**Requests**.
• A. Answer these questions from the passage on the benefit cost ratio for safety improvements:
(i) What analysis period is typical practice?
(ii) What discount rate is typical practice in Utah?
(iii) In the turn lane example, what analysis period should be used?
• B. From the passage on the benefit cost ratio for safety improvements, extract the part that opens with the words containing "Determining and Adjusting" and closes with "a 20 year analysis period.".

**Excerpt to read**.

The most common method for determining the viability of a safety improvement is the calculation of the benefit cost ratio (BCR). The BCR refers to the SAFETY BENEFIT (reduction of crashes) of the modification and the PRESENT VALUE PROJECT COST of implementing the proposed improvement. The purpose of this article is to present a practical example of how the BCR is calculated and when it should be used for decision making. Also presented is the use of how the Net Present Value is calculated and when it should be used rather than the BCR. 

Determining and Adjusting for the Analysis Period

Every safety benefit calculation is done for various purposes requiring different assumptions. The following list helps determine the effort required and what  assumptions the analyst makes regarding time, inflation, service life, volume adjustments, and analysis period. The analyst should state all assumptions in their deliverables.

1. When comparing alternatives, including build and no-build, all benefits and costs must be normalized by standardizing the analysis period. Typical practice is to use a 20 year analysis period.

2. If the service life of an asset or safety treatment is different than the analysis period, a common multiple of the two should be used. The final result can then be adjusted to the 20 year analysis period.

3. Analysis periods other than 20 years might be important to consider especially if a known change to the proposed improvements are planned. For example, if an intersection is adding a turn lane now, but the intersection will become grade separated in 10 years then 10 years should be used as the analysis period.

4. The present value of money being “invested” in the future must be accounted for with a discount rate. Typical practice in Utah is to use a 3% discount rate. Both the safety benefit and cost must be adjusted to a present value to calculate the BCR.

5. Will the traffic volumes grow during the analysis period or be held constant? When growth volumes are large they should be accounted for, however if the growth is low, holding the AADT constant can simplify the analysis. 

6. Simple comparisons of safety improvements may allow a constant AADT. While more advanced planning analysis like an Interstate Access Change Request or an Environmental Study should consider growth in AADT. Design exceptions might consider vehicle volumes depending on the exceptions requested and the scope of the project.

7. If traffic volumes are adjusted by year, consider if the growth will be constant throughout the analysis or if there will be a few years of rapid growth followed by slower growth.

**Supplied data**.
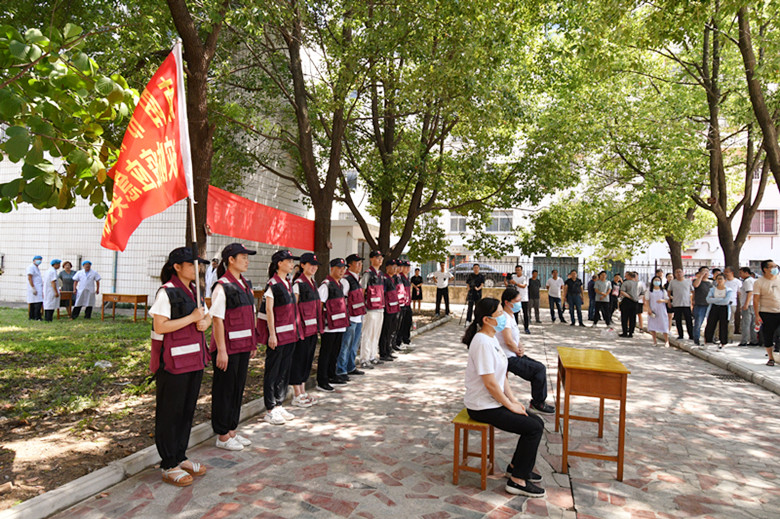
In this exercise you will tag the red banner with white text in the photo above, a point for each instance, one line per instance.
(232, 215)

**The results**.
• A.
(i) 20 years
(ii) 3%
(iii) 10 years

• B.
Determining and Adjusting for the Analysis Period

Every safety benefit calculation is done for various purposes requiring different assumptions. The following list helps determine the effort required and what  assumptions the analyst makes regarding time, inflation, service life, volume adjustments, and analysis period. The analyst should state all assumptions in their deliverables.

1. When comparing alternatives, including build and no-build, all benefits and costs must be normalized by standardizing the analysis period. Typical practice is to use a 20 year analysis period.